What you will do: Copy exactly the lines of the data below that run from the line holding "Spot the car tire, then" through the line holding "Spot the burgundy suede", both ends included.

Material provided:
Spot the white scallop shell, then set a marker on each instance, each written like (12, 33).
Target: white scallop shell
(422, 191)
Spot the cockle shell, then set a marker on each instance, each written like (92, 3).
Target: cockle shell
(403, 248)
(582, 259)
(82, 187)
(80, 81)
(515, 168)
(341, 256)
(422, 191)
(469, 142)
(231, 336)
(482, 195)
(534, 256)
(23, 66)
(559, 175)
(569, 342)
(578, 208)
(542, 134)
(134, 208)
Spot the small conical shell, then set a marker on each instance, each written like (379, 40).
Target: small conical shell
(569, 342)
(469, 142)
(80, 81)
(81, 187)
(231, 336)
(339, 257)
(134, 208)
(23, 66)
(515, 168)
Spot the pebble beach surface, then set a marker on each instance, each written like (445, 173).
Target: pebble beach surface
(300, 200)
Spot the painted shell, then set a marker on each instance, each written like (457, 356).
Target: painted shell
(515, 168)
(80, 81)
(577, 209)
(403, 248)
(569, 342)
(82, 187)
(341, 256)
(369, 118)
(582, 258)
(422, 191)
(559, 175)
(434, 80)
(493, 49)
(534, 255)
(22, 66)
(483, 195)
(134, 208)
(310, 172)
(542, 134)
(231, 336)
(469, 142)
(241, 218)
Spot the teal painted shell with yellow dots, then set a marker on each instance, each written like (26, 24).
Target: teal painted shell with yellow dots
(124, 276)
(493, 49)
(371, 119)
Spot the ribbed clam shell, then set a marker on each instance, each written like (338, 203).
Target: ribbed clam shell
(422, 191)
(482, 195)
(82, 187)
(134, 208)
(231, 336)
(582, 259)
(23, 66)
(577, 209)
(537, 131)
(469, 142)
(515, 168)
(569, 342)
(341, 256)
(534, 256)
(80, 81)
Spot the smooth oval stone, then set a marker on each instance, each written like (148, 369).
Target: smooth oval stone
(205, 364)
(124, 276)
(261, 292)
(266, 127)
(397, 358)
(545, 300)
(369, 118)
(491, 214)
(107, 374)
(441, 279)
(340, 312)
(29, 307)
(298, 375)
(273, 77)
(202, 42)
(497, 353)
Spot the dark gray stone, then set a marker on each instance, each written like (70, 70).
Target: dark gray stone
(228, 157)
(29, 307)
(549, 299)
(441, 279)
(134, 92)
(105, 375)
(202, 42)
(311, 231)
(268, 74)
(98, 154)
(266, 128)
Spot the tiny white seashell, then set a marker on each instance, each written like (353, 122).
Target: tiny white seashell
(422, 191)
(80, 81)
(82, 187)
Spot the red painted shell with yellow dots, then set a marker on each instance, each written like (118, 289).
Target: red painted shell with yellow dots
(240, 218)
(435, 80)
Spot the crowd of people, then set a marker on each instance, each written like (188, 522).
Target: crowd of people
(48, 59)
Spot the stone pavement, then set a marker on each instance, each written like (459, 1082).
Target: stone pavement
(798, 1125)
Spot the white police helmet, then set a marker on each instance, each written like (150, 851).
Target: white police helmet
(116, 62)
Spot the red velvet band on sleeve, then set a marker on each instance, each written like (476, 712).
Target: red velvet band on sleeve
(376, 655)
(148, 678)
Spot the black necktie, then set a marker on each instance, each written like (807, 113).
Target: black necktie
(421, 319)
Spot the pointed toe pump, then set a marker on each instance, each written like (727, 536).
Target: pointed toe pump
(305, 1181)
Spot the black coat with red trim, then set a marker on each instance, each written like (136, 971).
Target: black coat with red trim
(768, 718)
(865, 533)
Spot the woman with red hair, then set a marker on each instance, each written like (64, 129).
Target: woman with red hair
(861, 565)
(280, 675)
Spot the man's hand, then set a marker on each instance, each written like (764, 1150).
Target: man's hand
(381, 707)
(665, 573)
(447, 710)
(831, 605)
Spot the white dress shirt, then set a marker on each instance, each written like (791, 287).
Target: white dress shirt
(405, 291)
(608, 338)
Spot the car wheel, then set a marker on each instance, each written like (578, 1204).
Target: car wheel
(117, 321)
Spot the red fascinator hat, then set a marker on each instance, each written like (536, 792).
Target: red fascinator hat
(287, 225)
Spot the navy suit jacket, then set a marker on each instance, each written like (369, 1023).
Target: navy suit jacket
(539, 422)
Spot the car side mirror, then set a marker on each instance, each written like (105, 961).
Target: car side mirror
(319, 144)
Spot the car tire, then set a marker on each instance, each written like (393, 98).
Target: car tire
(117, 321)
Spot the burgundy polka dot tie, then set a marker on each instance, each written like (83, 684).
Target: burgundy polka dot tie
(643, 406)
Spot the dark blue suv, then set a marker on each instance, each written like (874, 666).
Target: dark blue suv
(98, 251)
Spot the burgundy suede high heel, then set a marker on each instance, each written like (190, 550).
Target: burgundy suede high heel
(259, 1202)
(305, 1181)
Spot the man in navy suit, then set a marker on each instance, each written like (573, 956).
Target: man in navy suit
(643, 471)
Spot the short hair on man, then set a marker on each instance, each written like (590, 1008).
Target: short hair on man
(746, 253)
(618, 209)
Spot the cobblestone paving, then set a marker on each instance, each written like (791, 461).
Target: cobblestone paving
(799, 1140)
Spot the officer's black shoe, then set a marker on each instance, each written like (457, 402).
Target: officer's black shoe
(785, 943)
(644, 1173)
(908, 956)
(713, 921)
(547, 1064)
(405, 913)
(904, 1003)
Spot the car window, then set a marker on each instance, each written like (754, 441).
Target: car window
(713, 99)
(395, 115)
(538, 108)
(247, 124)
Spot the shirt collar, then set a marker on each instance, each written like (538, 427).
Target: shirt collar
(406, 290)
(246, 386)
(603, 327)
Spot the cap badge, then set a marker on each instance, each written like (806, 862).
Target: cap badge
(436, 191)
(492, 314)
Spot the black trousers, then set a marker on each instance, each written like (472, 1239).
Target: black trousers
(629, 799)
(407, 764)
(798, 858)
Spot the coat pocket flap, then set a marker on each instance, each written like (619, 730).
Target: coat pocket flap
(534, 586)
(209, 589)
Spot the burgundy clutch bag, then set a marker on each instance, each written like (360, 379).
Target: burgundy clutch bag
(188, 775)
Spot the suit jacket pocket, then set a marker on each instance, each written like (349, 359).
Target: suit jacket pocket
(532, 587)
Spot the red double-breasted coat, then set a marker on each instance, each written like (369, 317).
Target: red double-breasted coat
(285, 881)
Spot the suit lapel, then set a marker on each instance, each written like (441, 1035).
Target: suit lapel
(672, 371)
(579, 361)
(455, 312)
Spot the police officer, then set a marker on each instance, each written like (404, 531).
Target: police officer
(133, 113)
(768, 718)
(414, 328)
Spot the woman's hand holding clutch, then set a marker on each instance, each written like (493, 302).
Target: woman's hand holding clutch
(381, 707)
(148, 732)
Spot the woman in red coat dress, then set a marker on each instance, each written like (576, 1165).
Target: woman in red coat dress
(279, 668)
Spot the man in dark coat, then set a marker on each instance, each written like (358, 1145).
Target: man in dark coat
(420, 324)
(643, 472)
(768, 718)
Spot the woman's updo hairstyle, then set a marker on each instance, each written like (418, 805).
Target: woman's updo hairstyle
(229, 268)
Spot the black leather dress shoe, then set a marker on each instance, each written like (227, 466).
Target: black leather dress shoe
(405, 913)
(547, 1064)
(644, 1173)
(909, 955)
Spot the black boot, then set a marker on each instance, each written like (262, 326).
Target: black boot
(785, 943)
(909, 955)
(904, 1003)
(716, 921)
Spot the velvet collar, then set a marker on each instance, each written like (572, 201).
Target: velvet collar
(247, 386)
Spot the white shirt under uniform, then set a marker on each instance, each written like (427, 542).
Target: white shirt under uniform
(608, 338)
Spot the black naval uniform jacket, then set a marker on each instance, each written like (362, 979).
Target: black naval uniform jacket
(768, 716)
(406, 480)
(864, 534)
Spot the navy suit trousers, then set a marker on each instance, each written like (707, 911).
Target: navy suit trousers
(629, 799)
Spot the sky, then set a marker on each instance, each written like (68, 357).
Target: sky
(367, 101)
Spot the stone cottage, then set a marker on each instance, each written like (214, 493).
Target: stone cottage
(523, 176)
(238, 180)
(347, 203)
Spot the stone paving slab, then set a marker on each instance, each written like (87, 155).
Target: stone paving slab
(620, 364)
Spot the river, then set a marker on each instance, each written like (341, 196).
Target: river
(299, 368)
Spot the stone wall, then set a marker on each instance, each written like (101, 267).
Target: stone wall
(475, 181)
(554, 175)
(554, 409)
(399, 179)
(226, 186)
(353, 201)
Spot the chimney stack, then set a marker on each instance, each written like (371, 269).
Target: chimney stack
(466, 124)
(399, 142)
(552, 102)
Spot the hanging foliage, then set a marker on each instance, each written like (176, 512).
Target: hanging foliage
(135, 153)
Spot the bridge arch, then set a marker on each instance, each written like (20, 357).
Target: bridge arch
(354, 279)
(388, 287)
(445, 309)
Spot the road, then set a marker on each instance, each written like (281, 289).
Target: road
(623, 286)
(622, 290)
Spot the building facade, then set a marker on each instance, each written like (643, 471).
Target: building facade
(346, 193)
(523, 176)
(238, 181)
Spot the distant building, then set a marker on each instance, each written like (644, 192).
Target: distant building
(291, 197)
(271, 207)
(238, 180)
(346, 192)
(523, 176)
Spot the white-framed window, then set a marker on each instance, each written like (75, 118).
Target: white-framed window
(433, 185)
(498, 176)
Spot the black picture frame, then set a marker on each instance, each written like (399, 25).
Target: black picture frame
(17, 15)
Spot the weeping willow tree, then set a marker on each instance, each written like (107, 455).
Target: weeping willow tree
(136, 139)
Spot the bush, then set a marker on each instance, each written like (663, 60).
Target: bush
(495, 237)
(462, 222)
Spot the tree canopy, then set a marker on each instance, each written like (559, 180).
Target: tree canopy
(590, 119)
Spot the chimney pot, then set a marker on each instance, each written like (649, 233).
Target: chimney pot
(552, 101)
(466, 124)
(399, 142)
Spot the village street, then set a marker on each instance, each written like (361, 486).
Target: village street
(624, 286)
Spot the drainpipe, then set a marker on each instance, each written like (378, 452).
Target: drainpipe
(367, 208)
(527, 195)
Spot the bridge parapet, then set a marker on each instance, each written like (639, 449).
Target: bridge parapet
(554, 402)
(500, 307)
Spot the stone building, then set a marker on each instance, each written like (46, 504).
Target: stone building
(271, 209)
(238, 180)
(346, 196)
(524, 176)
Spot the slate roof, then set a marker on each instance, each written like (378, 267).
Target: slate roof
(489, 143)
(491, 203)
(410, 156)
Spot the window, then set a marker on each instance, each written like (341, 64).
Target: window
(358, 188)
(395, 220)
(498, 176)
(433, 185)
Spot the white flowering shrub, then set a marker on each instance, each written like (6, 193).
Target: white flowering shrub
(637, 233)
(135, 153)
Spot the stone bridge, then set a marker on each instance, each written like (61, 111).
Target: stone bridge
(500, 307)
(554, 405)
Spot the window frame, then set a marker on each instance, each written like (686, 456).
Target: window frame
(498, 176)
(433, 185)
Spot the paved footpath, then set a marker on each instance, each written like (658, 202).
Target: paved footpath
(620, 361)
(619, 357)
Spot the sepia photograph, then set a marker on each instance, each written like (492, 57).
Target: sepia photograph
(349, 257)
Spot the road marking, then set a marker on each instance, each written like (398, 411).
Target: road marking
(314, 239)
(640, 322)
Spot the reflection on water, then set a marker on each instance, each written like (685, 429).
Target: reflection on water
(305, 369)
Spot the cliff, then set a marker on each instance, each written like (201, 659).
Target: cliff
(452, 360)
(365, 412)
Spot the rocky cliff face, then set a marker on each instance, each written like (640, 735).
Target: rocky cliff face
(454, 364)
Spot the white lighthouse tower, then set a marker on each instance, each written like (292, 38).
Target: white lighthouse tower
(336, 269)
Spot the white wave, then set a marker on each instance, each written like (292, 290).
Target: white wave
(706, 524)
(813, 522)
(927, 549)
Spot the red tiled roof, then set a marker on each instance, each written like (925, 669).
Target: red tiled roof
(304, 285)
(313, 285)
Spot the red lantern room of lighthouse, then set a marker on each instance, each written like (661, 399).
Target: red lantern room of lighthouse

Answer to the problem:
Spot the car tire, then set a marker on each instance, each written like (393, 98).
Target: car tire
(117, 321)
Spot the burgundy polka dot tie, then set a marker on each instance, each written like (83, 684).
Target: burgundy polka dot tie
(643, 406)
Spot the dark blue suv, then set a marker on each instance, each written like (874, 666).
Target: dark blue suv
(98, 251)
Spot the burgundy suede high heel, then set a marker on each instance, each written like (190, 550).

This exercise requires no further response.